[Data items]
***

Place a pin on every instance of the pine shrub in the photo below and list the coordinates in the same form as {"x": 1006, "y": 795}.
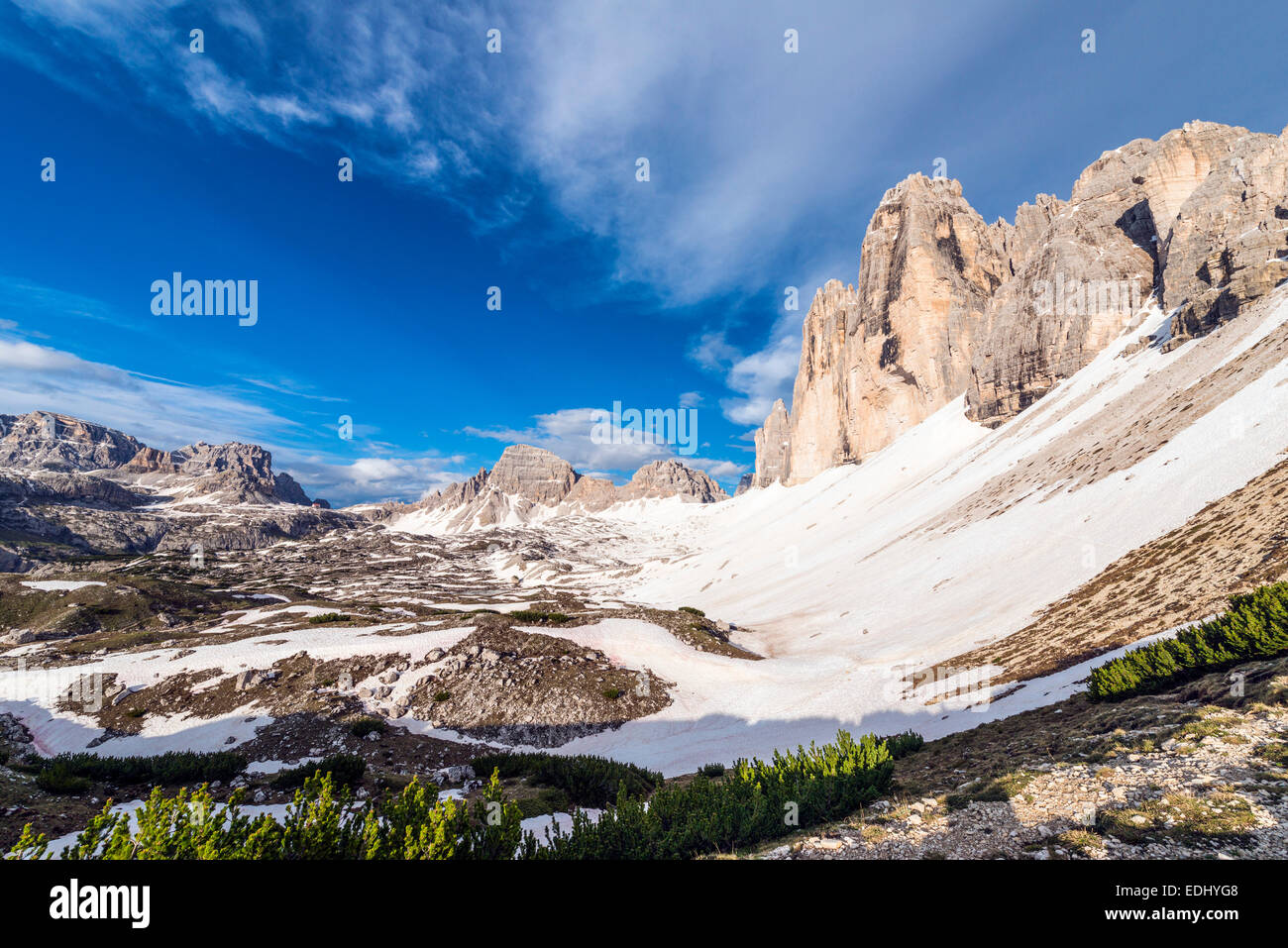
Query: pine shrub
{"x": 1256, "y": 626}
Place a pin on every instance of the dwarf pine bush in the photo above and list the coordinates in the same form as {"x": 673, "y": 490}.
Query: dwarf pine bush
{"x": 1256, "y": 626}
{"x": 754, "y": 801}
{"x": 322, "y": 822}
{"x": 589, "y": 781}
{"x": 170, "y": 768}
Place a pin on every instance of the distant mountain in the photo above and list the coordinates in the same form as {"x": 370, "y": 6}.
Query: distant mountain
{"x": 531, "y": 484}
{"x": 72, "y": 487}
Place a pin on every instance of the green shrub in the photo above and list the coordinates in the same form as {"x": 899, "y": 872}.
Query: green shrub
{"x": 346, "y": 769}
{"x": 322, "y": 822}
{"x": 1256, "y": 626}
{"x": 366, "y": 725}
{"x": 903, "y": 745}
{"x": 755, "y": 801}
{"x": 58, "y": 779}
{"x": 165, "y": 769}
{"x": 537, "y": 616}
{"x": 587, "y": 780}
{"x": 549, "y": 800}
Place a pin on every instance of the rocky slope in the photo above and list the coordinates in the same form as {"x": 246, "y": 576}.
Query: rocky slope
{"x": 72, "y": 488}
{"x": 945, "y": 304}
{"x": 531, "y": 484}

***

| Work to complete |
Rewrite all of the lines above, requests included, shifting every x and y coordinate in the answers up by 31 while leaving the sample coordinates in the requests unchanged. Omit the pictures.

| Task output |
Place a pin on every instance of the pine shrub in the photo below and list the coordinates in the same form as {"x": 1006, "y": 795}.
Query: pine shrub
{"x": 1287, "y": 657}
Place a pin on every instance of the dwarf pine bush in the photo above and list the coordinates in the same form as {"x": 673, "y": 490}.
Query: dwarf pine bush
{"x": 1287, "y": 657}
{"x": 785, "y": 832}
{"x": 353, "y": 853}
{"x": 620, "y": 812}
{"x": 201, "y": 799}
Place a pin on every instance of the distant mountain in the photo above and list the coordinates in the same form as {"x": 370, "y": 6}.
Query: distant mountain
{"x": 562, "y": 515}
{"x": 103, "y": 518}
Place a pin on every instance of the green shrub in the photo above and list the coordinates in the same form as {"x": 899, "y": 872}.
Query: green shrub
{"x": 377, "y": 800}
{"x": 353, "y": 853}
{"x": 1287, "y": 657}
{"x": 397, "y": 756}
{"x": 934, "y": 776}
{"x": 786, "y": 832}
{"x": 89, "y": 810}
{"x": 196, "y": 800}
{"x": 568, "y": 647}
{"x": 618, "y": 811}
{"x": 580, "y": 831}
Place a pin on every instance of the rocky slope in the photo above and list the coordinates in the same form as {"x": 246, "y": 576}.
Query: rocky slope
{"x": 103, "y": 519}
{"x": 976, "y": 335}
{"x": 562, "y": 515}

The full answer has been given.